**WHAT THIS TASK INVOLVES**
The entries are to be returned exactly, with images left out.
◆ ◆ ◆
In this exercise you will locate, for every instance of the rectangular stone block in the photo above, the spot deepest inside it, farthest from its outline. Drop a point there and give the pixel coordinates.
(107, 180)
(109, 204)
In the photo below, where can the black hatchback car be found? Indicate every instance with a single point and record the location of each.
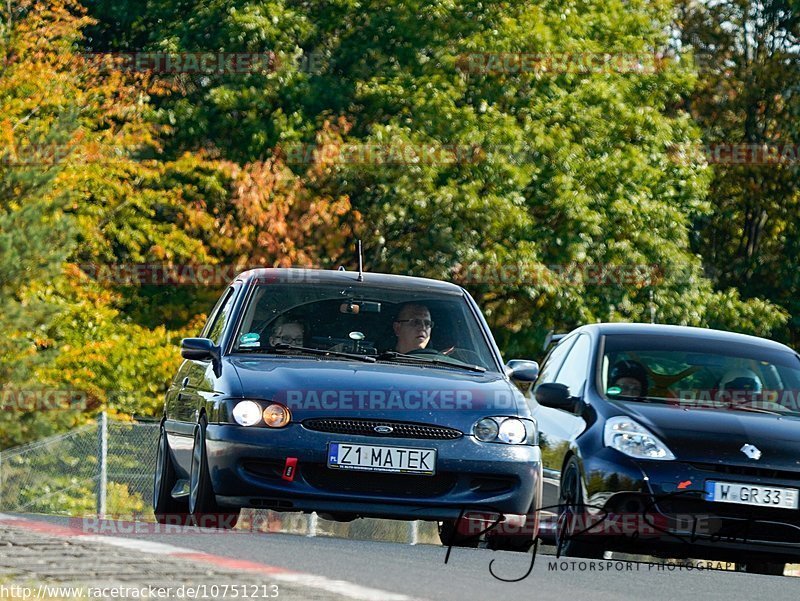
(673, 441)
(349, 395)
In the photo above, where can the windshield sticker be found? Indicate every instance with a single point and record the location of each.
(250, 339)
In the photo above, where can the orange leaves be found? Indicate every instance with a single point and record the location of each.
(279, 218)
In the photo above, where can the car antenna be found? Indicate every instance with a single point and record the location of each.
(360, 264)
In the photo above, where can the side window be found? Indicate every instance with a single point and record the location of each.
(573, 372)
(553, 361)
(220, 319)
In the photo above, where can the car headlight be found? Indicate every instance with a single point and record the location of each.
(247, 413)
(633, 439)
(276, 416)
(512, 431)
(486, 429)
(509, 430)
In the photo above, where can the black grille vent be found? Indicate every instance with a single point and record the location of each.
(383, 429)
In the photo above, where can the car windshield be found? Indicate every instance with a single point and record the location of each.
(371, 322)
(698, 372)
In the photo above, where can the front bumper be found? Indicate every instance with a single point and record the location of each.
(247, 465)
(659, 508)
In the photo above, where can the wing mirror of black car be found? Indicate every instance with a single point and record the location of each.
(201, 349)
(555, 395)
(523, 373)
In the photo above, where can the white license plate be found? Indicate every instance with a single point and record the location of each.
(749, 494)
(369, 458)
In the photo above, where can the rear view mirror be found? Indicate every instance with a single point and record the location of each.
(356, 307)
(201, 349)
(523, 373)
(554, 395)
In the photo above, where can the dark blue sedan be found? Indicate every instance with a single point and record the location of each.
(673, 441)
(350, 395)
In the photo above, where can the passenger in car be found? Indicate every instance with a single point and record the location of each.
(630, 377)
(412, 326)
(287, 331)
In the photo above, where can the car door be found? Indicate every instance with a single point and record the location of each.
(194, 382)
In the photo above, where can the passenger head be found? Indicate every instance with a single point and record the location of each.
(630, 377)
(412, 326)
(286, 331)
(741, 379)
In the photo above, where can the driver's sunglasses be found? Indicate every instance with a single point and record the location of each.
(417, 322)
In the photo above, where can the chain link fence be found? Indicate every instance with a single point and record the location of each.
(106, 469)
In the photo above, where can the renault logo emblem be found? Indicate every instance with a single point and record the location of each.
(751, 451)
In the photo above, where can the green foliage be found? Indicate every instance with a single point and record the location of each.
(749, 72)
(553, 172)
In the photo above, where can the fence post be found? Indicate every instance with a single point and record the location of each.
(413, 532)
(311, 524)
(102, 439)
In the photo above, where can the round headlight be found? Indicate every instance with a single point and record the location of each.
(486, 429)
(276, 416)
(512, 431)
(247, 413)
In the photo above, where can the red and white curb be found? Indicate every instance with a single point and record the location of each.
(339, 587)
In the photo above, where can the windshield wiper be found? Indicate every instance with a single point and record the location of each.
(426, 360)
(283, 348)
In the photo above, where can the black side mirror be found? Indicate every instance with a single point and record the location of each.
(201, 349)
(555, 395)
(523, 373)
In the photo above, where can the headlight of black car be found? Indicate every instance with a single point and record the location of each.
(508, 430)
(260, 413)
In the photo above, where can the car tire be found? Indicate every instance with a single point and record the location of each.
(203, 507)
(571, 503)
(167, 510)
(768, 568)
(451, 537)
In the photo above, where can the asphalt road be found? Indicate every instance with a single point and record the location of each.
(420, 571)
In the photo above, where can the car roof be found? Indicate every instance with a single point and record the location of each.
(653, 329)
(301, 275)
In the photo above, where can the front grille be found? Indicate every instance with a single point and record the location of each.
(377, 484)
(366, 427)
(747, 470)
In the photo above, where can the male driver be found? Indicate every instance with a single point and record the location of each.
(285, 331)
(630, 377)
(412, 326)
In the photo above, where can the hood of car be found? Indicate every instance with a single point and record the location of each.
(718, 436)
(326, 388)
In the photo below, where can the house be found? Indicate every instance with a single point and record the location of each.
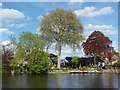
◆ ◆ ◆
**RESULT FOR THIS EXERCISE**
In this exercise you will locate, for every instance of the rectangular stone block in the photo above, the spot deepest inside it, farthest from its outline. Drop a point there and give the pixel coordinates.
(107, 180)
(109, 204)
In the photo below, where can the black hatchback car be found? Indicate every instance with a single point and record the location of each.
(673, 441)
(349, 395)
In the photo above, where can the windshield sticker be found? Indicate every instance with a single point and record the location of each.
(250, 339)
In the photo above, where can the orange leaves be found? Indicate every instance with a single point and record the location of each.
(279, 218)
In the photo above, where can the car antenna be found? Indicate every instance with a single point and record the location of each.
(360, 264)
In the photo above, where can the side window be found? Indicate every instance with a single point and record the location of each.
(573, 372)
(553, 361)
(220, 319)
In the photo above, where can the car headlight be found? Indicate every instance with a single point and record the location of each.
(247, 413)
(633, 439)
(276, 416)
(512, 431)
(486, 429)
(509, 430)
In the photo above, where can the black grille vent be found? Indicate every instance with a single point and record the location of each.
(383, 429)
In the photo above, where can the car windshield be found? Indicate every instance with a single point and record the location of each.
(371, 322)
(698, 372)
In the photo above, where can the front bumper be found? Indicate every instance with a single point and record the location of each.
(247, 465)
(659, 508)
In the photo above, where can the wing mirror of black car be found? Indicate every instance with a single point and record the location of each.
(201, 349)
(555, 395)
(523, 373)
In the photo above, where can the white license plate be found? Indicate every instance with a single point and record the location of each.
(749, 494)
(369, 458)
In the photo above, where can the rear view mirror be found? Indicate every instance with a single point and record the location of each.
(356, 307)
(201, 349)
(523, 373)
(554, 395)
In the photo above, where can the dark blue sedan be found? Indicate every instance with a single point and record the location of each.
(673, 441)
(350, 395)
In the photo above, where can the passenger in car be found? Indicate every instance with a single point and record the location of each.
(630, 377)
(412, 326)
(287, 331)
In the photo above, where can the car door be found? Indicate every instance with a single point and record the location of each.
(194, 382)
In the photo above, where can the passenger head be found? Indicate every instance with a single point and record the location of each.
(630, 377)
(412, 326)
(286, 331)
(741, 379)
In the photo above, where can the driver's sunglasses be found? Indicate every instance with a single point and record the location of each.
(417, 322)
In the photo above, where can the chain link fence be found? Indicate every instance with a single point and record the location of each.
(106, 469)
In the photo above, where can the renault logo emblem be found? Indicate every instance with a single point and record the location of each.
(751, 451)
In the photo above, where can the green foliage be found? Indicate every instance with a single point and record the location of each.
(749, 72)
(553, 172)
In the photo above, where can the fence post be found? Indicate every instance with a single point and record the location of each.
(413, 532)
(311, 524)
(102, 439)
In the photo above, where can the round headlight be found? Indicate every instance with a single point and record the location of each.
(486, 429)
(276, 416)
(512, 431)
(247, 413)
In the photo above, where can the red and white curb be found? Indicate every instance with a single point and record the location of each.
(339, 587)
In the photo above, where can the windshield wiper be found? Indicate every instance with a single point and record the location of each.
(426, 360)
(283, 348)
In the photo above, where can the black side mirror be found? Indicate every instance with a single point and record the location of each.
(201, 349)
(555, 395)
(523, 373)
In the photo above, where can the headlight of black car be found? Indicate every instance with a single point and record the location of each.
(508, 430)
(260, 413)
In the photo above, where can the car tire be found? Indicate every instance with a single point and record the location of each.
(203, 507)
(571, 503)
(167, 510)
(768, 568)
(451, 537)
In the photo above, where can the asphalt road be found? Indicate every instance with a single point and record the location of each.
(420, 571)
In the photo above, where can the car roof be found? Indicate every instance with a single point and record the location of each.
(653, 329)
(301, 275)
In the photo above, where can the front grille be found? Indicate every instance with a single point and record the location of each.
(377, 484)
(366, 427)
(747, 470)
In the photo above, where can the male driver be found? Indicate every instance with a single point and record the location of each.
(285, 331)
(630, 377)
(412, 326)
In the photo above, where can the hood of car be found? Indicate every instance with a single point and record the location of each.
(718, 436)
(326, 388)
In the photo below, where can the house be found? Indicate every instance with a single point and record the location of each.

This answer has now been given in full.